*TASK PROMPT:*
Count the lines in the items below that contain the word "framed". Reply with the number only.

Items from a point labeling set

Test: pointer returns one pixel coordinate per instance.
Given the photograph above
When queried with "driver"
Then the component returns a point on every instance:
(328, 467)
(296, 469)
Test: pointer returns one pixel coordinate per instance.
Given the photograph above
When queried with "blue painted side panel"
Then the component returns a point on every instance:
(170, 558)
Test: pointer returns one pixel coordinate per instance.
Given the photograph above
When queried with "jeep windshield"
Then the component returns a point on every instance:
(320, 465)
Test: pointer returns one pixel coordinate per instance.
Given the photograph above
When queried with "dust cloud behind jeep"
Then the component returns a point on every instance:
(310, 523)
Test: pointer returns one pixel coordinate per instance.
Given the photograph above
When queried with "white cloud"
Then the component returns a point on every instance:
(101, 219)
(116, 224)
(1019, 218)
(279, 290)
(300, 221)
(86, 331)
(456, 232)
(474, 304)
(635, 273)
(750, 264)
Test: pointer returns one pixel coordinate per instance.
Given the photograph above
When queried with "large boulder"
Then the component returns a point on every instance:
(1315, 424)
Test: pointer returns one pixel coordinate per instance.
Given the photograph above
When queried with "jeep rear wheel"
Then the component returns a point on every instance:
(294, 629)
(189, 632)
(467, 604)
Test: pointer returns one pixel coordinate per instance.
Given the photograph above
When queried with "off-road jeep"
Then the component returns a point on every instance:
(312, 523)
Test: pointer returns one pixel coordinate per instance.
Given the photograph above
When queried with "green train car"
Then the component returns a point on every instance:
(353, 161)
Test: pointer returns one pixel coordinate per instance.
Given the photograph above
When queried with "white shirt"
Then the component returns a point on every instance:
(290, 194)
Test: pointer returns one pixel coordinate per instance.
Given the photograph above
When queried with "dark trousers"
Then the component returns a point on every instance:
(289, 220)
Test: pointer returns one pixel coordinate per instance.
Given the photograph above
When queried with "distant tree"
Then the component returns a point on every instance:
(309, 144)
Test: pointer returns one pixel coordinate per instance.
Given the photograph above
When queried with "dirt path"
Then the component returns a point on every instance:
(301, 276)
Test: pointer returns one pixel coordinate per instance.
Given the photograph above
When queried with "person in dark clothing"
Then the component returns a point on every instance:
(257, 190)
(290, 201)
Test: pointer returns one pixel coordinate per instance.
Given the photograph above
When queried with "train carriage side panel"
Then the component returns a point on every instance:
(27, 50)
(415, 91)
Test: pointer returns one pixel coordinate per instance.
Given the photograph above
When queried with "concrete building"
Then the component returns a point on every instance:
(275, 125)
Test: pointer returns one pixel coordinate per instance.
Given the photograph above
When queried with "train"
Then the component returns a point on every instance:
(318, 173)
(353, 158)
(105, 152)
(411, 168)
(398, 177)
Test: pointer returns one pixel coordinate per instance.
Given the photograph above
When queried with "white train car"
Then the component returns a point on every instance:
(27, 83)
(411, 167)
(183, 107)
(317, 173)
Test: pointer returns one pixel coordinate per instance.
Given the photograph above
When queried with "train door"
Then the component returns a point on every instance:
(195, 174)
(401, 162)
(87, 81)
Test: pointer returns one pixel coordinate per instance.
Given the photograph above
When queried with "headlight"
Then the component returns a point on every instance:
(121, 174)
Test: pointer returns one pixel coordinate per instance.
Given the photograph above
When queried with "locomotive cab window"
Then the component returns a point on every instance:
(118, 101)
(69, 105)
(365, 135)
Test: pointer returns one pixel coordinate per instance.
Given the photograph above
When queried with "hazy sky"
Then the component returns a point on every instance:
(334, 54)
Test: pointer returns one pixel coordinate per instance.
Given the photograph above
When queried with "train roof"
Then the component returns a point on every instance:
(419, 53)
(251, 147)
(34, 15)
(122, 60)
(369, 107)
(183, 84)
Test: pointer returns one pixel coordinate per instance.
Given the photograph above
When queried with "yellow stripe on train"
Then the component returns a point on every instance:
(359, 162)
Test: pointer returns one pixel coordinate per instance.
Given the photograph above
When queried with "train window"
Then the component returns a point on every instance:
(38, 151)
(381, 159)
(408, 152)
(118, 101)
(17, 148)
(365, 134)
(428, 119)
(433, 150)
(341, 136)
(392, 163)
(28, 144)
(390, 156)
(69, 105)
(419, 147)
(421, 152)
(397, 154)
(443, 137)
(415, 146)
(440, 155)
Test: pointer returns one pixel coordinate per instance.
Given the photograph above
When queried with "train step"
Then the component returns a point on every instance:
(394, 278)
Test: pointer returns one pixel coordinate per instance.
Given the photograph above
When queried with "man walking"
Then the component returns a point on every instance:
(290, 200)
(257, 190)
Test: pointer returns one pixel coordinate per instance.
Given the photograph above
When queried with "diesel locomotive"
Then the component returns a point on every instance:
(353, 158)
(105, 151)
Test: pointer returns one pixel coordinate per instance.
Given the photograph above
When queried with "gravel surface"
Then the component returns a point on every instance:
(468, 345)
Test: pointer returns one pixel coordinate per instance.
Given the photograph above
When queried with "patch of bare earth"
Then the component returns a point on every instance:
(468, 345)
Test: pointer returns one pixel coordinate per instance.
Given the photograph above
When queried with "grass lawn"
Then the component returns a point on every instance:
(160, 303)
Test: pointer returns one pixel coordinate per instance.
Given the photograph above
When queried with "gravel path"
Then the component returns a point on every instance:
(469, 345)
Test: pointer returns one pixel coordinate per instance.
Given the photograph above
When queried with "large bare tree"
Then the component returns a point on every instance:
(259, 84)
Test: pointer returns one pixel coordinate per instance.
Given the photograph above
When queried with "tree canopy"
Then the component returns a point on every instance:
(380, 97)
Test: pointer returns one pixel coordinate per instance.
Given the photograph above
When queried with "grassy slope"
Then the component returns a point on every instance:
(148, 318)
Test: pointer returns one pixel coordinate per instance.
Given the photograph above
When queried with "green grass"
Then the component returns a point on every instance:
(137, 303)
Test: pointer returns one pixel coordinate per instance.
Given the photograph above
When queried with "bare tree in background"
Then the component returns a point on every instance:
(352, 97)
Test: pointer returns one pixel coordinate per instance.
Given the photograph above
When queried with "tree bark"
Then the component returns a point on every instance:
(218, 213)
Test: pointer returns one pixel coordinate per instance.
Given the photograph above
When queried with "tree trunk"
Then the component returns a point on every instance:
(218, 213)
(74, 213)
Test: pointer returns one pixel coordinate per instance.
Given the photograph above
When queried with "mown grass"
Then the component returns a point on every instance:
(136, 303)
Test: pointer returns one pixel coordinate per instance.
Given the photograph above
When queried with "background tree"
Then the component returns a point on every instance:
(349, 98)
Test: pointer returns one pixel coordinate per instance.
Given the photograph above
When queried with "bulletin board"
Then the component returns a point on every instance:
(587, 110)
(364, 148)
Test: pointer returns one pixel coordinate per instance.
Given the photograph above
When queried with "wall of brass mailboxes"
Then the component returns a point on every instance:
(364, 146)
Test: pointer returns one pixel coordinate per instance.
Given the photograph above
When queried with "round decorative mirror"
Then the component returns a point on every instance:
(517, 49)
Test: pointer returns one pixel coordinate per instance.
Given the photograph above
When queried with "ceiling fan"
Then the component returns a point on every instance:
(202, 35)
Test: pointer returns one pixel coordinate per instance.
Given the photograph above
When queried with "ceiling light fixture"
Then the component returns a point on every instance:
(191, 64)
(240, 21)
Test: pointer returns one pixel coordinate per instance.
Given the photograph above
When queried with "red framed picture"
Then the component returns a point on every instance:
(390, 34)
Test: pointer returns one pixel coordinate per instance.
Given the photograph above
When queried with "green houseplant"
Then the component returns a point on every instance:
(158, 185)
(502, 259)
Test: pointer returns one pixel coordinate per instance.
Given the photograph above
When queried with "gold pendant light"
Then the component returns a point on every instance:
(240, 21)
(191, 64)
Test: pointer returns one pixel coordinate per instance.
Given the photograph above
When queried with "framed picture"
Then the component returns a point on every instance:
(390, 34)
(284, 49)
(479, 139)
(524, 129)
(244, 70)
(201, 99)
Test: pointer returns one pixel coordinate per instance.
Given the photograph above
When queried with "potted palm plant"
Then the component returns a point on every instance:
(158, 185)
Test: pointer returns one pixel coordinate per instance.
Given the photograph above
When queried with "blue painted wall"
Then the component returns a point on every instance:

*REPLY TO THE EXERCISE:*
2